Data shown
══════════

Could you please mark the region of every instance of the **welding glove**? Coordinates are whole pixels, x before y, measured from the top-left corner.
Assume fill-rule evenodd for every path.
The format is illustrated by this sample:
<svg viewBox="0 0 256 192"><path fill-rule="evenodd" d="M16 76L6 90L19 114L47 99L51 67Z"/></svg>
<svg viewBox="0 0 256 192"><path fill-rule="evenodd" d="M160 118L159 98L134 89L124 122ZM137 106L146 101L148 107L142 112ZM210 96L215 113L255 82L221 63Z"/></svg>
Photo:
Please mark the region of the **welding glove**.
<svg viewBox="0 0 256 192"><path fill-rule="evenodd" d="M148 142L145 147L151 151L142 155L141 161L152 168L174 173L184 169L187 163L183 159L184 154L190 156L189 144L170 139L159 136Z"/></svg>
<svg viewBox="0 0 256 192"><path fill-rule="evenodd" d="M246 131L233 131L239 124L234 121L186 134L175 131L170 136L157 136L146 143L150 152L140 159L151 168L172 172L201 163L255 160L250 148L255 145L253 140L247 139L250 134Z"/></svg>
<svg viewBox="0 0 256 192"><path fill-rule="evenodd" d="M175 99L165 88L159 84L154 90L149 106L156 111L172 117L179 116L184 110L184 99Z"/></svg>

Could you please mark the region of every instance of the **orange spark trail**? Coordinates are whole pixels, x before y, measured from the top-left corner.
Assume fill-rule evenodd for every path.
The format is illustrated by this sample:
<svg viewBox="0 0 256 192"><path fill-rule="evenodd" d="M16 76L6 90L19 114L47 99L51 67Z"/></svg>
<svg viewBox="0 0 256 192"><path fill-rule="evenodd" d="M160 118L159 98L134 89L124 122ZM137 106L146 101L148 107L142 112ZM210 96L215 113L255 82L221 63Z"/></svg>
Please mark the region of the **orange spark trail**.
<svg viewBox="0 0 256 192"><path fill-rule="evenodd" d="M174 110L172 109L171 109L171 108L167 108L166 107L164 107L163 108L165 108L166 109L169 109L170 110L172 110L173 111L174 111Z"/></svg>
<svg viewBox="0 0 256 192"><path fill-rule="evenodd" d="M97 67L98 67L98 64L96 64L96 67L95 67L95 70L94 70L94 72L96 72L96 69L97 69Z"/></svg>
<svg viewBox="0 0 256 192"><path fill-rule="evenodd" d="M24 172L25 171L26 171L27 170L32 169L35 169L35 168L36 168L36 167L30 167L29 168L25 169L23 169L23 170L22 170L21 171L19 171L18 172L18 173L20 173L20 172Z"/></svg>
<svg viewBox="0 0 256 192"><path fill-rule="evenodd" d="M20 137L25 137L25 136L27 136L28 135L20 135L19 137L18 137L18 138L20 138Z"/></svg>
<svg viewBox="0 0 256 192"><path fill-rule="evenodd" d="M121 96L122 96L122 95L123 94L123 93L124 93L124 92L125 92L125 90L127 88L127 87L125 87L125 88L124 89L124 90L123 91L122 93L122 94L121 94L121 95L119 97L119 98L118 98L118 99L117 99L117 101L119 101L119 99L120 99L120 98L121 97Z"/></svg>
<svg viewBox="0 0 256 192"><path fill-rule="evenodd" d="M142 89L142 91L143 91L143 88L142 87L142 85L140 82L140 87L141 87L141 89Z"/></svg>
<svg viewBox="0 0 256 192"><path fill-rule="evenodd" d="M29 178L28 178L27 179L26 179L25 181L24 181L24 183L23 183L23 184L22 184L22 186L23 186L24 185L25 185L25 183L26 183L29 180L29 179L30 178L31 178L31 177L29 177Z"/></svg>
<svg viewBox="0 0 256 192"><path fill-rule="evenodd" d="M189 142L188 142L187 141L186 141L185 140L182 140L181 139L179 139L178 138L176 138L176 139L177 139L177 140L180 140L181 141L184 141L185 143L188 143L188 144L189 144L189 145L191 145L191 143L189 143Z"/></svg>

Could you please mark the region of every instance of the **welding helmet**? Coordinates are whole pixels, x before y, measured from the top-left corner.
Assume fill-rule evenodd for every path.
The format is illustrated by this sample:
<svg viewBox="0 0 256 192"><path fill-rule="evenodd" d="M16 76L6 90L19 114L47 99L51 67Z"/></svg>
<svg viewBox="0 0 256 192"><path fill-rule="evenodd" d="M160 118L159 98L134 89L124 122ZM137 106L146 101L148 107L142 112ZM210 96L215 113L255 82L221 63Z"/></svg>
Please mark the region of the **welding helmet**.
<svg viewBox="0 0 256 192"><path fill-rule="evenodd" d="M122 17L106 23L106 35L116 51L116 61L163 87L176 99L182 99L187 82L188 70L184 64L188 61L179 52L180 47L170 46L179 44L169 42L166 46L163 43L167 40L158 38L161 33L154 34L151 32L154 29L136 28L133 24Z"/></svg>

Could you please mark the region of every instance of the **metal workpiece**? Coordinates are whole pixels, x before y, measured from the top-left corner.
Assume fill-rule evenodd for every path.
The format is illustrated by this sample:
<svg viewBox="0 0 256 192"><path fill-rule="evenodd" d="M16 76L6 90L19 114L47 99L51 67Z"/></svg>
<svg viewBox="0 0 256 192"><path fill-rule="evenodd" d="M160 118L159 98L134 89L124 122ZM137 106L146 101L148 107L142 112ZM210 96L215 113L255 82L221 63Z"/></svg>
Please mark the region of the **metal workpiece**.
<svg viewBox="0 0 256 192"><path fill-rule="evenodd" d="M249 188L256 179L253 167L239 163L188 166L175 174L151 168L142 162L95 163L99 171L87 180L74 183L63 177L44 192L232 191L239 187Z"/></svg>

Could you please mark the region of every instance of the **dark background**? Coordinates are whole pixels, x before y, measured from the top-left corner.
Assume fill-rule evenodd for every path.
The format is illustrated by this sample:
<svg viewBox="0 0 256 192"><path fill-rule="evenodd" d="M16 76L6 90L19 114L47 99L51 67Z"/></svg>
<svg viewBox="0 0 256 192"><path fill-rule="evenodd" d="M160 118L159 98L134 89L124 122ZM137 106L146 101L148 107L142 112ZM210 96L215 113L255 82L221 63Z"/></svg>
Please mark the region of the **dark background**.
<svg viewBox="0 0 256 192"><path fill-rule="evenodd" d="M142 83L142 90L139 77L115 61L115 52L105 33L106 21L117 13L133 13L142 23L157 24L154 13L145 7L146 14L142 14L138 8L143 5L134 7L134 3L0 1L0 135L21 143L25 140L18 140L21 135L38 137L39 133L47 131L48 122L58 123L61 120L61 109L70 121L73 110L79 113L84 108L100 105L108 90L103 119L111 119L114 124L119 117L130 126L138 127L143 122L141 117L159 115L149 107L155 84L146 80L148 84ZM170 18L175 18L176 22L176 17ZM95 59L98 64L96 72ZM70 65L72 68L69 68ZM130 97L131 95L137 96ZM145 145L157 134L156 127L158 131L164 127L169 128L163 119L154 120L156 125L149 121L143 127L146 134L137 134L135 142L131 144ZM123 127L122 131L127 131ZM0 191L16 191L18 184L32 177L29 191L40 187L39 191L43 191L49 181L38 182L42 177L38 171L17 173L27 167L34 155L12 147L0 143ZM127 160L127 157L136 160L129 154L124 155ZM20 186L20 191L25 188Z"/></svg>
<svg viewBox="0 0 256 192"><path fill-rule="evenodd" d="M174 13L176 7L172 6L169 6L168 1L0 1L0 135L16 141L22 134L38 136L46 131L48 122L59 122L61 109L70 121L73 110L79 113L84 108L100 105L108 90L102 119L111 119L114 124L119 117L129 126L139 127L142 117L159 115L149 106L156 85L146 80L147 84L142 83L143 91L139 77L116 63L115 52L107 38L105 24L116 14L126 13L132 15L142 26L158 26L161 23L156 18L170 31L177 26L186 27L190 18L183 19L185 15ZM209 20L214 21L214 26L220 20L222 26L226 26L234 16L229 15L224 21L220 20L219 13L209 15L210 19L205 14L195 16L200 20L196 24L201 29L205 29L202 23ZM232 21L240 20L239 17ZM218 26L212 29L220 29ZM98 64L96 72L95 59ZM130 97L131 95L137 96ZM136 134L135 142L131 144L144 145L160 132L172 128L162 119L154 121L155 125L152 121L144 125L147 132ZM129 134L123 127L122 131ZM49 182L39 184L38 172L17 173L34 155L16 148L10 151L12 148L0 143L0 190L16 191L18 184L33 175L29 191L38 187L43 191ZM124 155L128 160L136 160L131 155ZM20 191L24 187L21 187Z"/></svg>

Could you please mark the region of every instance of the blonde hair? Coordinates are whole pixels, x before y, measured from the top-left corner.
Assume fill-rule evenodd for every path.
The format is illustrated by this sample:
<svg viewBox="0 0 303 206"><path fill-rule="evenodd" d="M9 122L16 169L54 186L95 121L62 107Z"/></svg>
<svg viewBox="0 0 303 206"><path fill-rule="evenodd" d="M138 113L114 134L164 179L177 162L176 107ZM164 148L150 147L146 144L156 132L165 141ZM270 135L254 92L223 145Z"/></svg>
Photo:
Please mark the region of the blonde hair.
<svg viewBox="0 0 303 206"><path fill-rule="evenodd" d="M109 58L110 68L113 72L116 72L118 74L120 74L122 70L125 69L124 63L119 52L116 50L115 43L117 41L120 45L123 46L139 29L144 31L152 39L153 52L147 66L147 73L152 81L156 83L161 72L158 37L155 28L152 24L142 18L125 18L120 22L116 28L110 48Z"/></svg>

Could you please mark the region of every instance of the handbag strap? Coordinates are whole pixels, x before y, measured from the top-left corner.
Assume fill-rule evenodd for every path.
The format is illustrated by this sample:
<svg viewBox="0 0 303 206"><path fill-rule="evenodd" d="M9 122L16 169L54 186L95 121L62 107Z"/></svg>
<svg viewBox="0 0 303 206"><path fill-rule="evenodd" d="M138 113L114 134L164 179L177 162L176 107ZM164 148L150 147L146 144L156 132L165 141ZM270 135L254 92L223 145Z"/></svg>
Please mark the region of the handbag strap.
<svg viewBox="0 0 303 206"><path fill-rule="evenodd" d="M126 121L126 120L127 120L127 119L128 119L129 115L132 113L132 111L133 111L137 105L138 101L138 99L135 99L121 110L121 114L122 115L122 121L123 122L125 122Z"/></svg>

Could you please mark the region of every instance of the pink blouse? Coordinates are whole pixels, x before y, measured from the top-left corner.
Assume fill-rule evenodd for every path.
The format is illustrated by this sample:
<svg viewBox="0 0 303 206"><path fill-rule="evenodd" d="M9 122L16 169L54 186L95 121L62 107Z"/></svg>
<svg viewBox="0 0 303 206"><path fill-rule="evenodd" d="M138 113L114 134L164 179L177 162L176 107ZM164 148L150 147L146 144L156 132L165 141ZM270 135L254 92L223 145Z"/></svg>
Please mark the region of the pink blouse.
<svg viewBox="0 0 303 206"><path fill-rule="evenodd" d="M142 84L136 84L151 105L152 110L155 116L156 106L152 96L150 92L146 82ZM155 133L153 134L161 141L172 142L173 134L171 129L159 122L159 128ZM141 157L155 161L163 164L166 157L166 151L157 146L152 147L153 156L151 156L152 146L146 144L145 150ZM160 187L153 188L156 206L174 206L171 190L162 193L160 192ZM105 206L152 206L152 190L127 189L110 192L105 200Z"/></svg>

══════════

Reproduce the entries verbatim, starting at the very first line and ending with the line that contains "99L165 88L159 84L154", including that line.

Task answer
Could you please mark the region of every instance of the **welding glove**? Coordinates are whole pixels, x before y, measured from the top-left corner.
Assume fill-rule evenodd for every path.
The format is illustrated by this sample:
<svg viewBox="0 0 256 192"><path fill-rule="evenodd" d="M16 76L6 90L19 114L47 99L51 67Z"/></svg>
<svg viewBox="0 0 256 192"><path fill-rule="evenodd" d="M160 118L159 98L134 89L124 122ZM137 106L146 101L148 107L142 112ZM210 96L215 113L255 82L221 63Z"/></svg>
Photo:
Please mark the region of the **welding glove**.
<svg viewBox="0 0 256 192"><path fill-rule="evenodd" d="M148 142L145 147L151 151L142 155L141 161L152 168L174 173L184 169L187 163L183 159L184 154L190 156L189 144L170 139L159 136Z"/></svg>
<svg viewBox="0 0 256 192"><path fill-rule="evenodd" d="M246 131L233 131L239 124L234 121L186 134L175 131L170 136L157 136L146 143L150 152L140 159L151 168L172 172L201 163L255 160L250 148L255 145L253 140L247 139L250 134Z"/></svg>
<svg viewBox="0 0 256 192"><path fill-rule="evenodd" d="M175 99L165 88L159 84L154 90L149 106L156 111L172 117L179 116L184 110L184 99Z"/></svg>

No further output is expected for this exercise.